* _TEXT_:
[PATCH 10/17] prmem: documentation

Nadav Amit nadav.amit at gmail.com
Wed Nov 21 17:36:27 UTC 2018


> On Nov 21, 2018, at 8:34 AM, Igor Stoppa <igor.stoppa at gmail.com> wrote:
> 
> Hi,
> 
> On 13/11/2018 20:36, Andy Lutomirski wrote:
>> On Tue, Nov 13, 2018 at 10:33 AM Igor Stoppa <igor.stoppa at huawei.com> wrote:
>>> I forgot one sentence :-(
>>> 
>>> On 13/11/2018 20:31, Igor Stoppa wrote:
>>>> On 13/11/2018 19:47, Andy Lutomirski wrote:
>>>> 
>>>>> For general rare-writish stuff, I don't think we want IRQs running
>>>>> with them mapped anywhere for write.  For AVC and IMA, I'm less sure.
>>>> 
>>>> Why would these be less sensitive?
>>>> 
>>>> But I see a big difference between my initial implementation and this one.
>>>> 
>>>> In my case, by using a shared mapping, visible to all cores, freezing
>>>> the core that is performing the write would have exposed the writable
>>>> mapping to a potential attack run from another core.
>>>> 
>>>> If the mapping is private to the core performing the write, even if it
>>>> is frozen, it's much harder to figure out what it had mapped and where,
>>>> from another core.

* _INFORMATION SUPPLIED_:
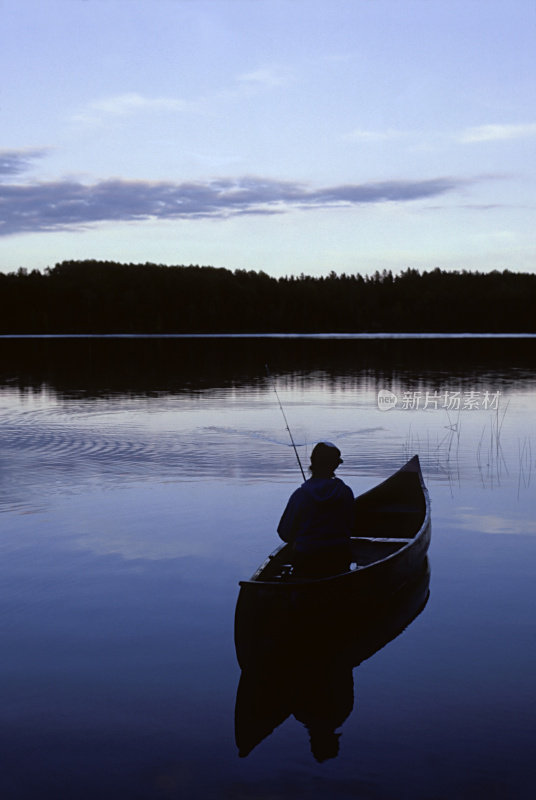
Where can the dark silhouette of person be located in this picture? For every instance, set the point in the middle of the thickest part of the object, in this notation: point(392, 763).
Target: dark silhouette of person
point(319, 517)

* _REQUIRED TASKS_:
**1.** List the email addresses that appear in the prmem email.
**2.** Carry the prmem email forward from its final sentence.
The material has no connection to the prmem email.

* _RESPONSES_:
**1.** nadav.amit at gmail.com, igor.stoppa at gmail.com, igor.stoppa at huawei.com

**2.**
>>>> 
>>>> To access that mapping, the attack should be performed from the ISR, I
>>>> think.
>>> 
>>> Unless the secondary mapping is also available to other cores, through
>>> the shared mm_struct ?
>> I don't think this matters much.  The other cores will only be able to
>> use that mapping when they're doing a rare write.
> 
> 
> I'm still mulling over this.
> There might be other reasons for replicating the mm_struct.
> 
> If I understand correctly how the text patching works, it happens sequentially, because of the text_mutex used by arch_jump_label_transform
> 
> Which might be fine for this specific case, but I think I shouldn't introduce a global mutex, when it comes to data.
> Most likely, if two or more cores want to perform a write rare operation, there is no correlation between them, they could proceed in parallel. And if there really is, then the user of the API should introduce own locking, for that specific case.

I think that if you create per-CPU temporary mms as you proposed, you do not
need a global lock. You would need to protect against module unloading, and
maybe refactor the code. Specifically, I’m not sure whether protection
against IRQs is something that you need. I’m also not familiar with this
patch-set so I’m not sure what atomicity guarantees do you need.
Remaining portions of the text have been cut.